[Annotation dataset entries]
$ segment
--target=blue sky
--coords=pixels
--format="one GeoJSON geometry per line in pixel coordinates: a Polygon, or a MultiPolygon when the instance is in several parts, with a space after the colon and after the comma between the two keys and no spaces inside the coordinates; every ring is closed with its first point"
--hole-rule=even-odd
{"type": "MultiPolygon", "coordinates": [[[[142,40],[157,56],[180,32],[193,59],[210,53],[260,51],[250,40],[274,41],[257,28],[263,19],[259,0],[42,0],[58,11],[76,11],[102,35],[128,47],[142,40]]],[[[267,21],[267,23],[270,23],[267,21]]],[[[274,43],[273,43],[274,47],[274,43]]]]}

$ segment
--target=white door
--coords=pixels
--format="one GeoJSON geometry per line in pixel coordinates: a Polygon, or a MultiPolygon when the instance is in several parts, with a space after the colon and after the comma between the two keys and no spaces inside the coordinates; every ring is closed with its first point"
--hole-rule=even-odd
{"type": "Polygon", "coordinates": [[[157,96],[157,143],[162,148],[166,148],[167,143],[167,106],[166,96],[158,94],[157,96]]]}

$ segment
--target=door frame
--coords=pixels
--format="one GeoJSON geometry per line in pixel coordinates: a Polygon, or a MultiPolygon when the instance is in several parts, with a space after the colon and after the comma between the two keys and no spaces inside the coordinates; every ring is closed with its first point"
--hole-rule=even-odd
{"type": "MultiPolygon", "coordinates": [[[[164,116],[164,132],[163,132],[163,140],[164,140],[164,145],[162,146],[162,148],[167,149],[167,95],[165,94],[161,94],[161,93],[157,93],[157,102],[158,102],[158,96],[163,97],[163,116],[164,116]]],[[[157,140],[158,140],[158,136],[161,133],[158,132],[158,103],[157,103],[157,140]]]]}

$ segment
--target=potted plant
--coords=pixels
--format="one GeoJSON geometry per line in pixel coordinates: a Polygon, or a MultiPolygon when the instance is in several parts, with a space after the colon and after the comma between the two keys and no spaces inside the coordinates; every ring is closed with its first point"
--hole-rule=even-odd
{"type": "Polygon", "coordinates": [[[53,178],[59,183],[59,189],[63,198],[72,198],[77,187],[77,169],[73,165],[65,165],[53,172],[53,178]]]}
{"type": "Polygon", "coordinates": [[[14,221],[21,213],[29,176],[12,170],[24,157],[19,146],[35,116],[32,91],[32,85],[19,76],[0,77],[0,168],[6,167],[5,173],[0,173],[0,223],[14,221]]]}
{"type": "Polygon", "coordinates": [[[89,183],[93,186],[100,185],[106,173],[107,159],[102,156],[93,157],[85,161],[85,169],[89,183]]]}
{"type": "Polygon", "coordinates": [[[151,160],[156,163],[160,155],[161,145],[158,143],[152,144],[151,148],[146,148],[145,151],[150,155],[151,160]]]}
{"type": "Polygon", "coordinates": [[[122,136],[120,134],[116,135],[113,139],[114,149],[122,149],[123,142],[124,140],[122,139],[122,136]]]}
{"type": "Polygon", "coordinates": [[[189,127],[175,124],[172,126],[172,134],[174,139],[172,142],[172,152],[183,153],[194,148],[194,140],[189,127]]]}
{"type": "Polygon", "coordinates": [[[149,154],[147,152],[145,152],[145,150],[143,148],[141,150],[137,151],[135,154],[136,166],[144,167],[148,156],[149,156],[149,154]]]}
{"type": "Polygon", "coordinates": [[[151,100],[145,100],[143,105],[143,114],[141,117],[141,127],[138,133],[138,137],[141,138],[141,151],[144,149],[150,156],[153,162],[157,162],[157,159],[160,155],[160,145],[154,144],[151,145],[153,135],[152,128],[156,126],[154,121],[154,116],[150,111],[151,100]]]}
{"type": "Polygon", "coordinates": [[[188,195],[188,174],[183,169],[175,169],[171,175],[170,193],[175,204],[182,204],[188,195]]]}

=== PROBLEM STATEMENT ===
How many lines of the listing contain the string "target", matching case exactly? Give only the number.

=== FULL ANSWER ===
4